■ **YOUR GOAL**: All lines after the one containing "the black scoreboard" are needed, along with that line itself. Please repeat them exactly through the end of the entries.
(DATA SUPPLIED)
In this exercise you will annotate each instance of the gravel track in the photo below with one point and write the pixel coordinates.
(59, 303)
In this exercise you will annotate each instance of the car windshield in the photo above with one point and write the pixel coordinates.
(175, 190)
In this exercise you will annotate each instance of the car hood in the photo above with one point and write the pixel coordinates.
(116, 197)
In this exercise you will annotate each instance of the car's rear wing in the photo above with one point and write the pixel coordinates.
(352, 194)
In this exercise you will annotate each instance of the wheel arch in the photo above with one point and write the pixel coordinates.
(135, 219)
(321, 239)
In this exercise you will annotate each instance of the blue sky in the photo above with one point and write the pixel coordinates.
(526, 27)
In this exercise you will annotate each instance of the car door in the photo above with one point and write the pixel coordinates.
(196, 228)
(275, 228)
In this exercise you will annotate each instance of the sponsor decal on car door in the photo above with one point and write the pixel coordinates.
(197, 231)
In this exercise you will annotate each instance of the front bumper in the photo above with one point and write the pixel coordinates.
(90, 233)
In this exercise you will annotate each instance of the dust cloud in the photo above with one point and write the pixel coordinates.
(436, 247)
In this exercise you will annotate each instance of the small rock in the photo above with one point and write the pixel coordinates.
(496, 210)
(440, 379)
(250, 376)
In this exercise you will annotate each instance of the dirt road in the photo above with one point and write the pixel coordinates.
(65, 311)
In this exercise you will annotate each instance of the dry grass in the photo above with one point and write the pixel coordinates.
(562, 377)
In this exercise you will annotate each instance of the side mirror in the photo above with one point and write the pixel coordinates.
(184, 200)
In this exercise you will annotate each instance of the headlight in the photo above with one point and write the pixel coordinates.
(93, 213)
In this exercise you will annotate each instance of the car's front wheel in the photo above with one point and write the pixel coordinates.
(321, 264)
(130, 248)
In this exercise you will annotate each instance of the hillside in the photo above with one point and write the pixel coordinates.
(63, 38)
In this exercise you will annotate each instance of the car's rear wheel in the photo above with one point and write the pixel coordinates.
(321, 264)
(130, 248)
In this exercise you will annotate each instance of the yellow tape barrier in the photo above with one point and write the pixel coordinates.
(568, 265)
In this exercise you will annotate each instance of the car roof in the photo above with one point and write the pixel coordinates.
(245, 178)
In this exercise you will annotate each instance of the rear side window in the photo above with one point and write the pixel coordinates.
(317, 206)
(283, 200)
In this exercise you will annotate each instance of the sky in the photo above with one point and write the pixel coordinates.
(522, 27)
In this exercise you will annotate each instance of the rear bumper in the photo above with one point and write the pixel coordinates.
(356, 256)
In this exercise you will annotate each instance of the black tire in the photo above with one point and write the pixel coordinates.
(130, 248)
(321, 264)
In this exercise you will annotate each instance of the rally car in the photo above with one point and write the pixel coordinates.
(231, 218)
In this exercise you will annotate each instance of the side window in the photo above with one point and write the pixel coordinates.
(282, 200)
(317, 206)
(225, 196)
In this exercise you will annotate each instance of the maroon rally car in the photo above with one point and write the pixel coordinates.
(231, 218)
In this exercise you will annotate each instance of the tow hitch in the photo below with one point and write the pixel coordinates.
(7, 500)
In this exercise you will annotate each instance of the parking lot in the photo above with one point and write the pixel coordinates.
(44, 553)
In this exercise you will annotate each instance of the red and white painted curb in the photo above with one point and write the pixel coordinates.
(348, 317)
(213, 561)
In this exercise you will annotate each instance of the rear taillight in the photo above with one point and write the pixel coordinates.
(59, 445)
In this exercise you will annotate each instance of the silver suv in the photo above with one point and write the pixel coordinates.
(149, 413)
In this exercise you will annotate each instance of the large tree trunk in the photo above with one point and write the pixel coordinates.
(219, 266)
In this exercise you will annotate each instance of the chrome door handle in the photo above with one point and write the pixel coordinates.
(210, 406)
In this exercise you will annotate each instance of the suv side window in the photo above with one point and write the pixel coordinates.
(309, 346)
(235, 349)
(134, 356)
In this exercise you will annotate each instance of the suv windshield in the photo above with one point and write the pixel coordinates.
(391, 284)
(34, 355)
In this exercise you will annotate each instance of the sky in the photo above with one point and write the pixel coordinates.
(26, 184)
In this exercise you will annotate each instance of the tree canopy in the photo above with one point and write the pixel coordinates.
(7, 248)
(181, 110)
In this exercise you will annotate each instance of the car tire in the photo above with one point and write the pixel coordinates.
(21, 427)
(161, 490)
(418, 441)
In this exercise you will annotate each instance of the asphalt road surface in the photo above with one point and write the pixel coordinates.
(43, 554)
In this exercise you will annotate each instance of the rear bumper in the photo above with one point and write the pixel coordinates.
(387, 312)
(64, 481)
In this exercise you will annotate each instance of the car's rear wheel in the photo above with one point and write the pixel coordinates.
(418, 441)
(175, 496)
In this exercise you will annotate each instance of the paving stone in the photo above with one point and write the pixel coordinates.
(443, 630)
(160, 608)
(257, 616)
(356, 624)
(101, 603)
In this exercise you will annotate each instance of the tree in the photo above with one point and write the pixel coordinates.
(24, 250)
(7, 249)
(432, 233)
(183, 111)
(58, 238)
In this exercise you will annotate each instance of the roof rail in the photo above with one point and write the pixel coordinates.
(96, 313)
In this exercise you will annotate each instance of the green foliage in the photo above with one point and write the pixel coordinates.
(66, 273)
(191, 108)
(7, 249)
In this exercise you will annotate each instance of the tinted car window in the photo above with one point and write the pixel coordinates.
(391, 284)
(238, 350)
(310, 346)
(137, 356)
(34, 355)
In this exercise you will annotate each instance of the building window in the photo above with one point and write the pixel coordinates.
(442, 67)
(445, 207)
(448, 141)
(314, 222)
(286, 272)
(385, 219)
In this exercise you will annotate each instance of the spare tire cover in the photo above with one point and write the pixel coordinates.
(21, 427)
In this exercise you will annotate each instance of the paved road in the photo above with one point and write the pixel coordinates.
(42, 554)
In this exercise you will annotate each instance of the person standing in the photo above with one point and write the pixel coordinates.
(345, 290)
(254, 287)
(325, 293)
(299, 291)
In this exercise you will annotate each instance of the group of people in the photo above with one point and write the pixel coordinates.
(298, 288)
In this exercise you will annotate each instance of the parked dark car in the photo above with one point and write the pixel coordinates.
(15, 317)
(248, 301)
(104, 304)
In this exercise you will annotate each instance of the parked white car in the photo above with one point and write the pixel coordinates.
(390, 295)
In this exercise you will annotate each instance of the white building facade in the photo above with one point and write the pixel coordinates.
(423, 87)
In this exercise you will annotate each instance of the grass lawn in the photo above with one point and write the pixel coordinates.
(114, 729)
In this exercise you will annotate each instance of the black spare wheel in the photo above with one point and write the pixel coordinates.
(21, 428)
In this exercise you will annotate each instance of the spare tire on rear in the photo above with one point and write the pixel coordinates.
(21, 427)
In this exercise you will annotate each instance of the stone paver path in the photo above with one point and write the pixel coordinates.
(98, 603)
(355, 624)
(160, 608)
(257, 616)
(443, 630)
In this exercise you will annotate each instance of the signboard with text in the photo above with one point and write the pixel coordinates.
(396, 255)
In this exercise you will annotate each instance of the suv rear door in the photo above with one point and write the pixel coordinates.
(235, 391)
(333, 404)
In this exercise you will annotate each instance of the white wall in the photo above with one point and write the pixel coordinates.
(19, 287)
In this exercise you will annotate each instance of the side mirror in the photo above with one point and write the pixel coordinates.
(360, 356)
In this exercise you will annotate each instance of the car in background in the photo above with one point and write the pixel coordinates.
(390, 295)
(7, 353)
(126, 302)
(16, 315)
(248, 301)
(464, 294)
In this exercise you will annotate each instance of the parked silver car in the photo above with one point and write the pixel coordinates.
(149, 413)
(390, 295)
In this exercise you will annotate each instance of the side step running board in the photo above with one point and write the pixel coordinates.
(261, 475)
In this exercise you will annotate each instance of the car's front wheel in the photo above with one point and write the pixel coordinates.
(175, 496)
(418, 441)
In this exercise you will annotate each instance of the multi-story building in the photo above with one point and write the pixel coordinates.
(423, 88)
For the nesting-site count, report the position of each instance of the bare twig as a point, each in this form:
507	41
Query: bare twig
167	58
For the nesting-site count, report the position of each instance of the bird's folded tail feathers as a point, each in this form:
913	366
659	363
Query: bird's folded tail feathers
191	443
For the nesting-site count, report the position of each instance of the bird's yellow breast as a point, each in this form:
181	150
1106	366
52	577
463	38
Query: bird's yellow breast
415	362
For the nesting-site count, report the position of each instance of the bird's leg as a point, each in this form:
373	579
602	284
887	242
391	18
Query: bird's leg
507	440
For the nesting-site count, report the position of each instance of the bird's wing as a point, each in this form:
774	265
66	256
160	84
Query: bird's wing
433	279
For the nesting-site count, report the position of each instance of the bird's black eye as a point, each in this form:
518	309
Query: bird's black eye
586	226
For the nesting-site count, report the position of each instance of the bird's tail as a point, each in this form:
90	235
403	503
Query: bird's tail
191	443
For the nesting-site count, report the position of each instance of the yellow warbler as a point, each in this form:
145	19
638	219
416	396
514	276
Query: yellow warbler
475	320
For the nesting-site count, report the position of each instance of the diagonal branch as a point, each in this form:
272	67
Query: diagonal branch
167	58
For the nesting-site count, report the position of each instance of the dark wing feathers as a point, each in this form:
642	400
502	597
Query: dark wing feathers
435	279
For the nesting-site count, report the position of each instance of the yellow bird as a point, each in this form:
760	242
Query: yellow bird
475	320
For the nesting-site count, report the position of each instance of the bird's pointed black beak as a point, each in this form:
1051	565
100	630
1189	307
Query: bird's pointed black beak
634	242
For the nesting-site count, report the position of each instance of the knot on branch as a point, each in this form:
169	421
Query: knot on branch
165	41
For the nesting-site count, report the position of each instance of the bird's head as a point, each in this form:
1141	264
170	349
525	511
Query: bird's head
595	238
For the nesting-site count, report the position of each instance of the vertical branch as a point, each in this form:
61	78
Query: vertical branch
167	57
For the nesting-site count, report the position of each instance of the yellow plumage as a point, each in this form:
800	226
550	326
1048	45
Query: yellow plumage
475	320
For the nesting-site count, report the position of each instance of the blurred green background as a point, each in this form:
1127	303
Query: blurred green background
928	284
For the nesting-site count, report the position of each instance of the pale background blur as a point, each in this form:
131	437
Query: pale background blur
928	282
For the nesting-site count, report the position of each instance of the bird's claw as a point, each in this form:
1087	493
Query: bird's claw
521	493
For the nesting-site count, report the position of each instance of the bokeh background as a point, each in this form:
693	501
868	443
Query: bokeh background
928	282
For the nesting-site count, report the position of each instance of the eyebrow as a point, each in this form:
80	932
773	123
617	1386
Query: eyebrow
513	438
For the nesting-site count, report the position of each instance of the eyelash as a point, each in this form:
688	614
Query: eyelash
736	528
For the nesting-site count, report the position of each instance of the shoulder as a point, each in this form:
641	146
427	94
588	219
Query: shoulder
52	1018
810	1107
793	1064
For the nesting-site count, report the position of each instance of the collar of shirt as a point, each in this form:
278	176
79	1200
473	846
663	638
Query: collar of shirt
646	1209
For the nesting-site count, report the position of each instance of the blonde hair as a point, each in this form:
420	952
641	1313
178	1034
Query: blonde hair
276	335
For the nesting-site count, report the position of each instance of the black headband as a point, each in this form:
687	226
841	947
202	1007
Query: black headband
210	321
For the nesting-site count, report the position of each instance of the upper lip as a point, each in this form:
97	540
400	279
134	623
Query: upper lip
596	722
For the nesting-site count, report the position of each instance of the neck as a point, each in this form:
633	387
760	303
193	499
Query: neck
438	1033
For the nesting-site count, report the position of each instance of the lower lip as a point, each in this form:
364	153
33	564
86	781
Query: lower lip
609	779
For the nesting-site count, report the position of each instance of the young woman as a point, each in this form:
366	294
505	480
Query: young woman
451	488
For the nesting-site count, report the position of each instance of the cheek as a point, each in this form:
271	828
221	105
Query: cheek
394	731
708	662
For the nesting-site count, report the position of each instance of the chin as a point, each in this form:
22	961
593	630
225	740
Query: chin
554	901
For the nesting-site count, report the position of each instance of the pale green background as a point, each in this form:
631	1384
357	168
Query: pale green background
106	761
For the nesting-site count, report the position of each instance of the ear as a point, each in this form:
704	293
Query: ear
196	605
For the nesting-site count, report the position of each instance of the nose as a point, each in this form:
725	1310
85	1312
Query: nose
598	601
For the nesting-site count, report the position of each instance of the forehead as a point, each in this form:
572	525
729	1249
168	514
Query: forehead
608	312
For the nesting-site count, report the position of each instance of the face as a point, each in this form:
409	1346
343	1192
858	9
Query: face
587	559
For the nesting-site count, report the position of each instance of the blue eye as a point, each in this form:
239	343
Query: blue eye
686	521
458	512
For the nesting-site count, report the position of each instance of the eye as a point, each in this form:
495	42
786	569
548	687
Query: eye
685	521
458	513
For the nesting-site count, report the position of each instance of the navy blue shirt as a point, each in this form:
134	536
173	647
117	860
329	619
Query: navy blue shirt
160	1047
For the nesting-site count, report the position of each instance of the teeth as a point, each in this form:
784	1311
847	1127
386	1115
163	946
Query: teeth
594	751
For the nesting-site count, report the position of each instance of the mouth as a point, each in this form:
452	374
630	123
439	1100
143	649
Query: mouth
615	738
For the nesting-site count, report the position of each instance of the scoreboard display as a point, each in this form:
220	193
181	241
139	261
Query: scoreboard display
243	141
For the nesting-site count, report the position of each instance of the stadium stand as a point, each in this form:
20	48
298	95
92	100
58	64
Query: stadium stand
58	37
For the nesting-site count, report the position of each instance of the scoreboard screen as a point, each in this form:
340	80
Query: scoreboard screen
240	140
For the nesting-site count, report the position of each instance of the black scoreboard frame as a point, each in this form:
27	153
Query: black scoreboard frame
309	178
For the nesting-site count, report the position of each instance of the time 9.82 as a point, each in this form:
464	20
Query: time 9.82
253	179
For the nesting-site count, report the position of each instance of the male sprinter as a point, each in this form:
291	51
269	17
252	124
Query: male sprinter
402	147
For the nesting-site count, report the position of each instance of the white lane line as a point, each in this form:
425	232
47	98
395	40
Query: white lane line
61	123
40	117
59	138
(End DATA SUPPLIED)
■ **EXERCISE RESPONSE**:
For the nesting-site count, report the position of each instance of the black scoreboard frame as a point, each in this form:
27	153
Query: black scoreboard frame
309	178
For the nesting-site count, report the position of each instance of the time 9.82 as a point, each in this form:
464	20
Query: time 9.82
253	179
For the nesting-site count, report the position of each instance of the male sprinter as a point, each in this form:
291	51
269	17
252	124
Query: male sprinter
402	147
For the nesting-site count, report the position of each instance of the white lane line as a point, each in this form:
425	232
47	98
395	40
Query: white lane line
61	123
40	117
59	138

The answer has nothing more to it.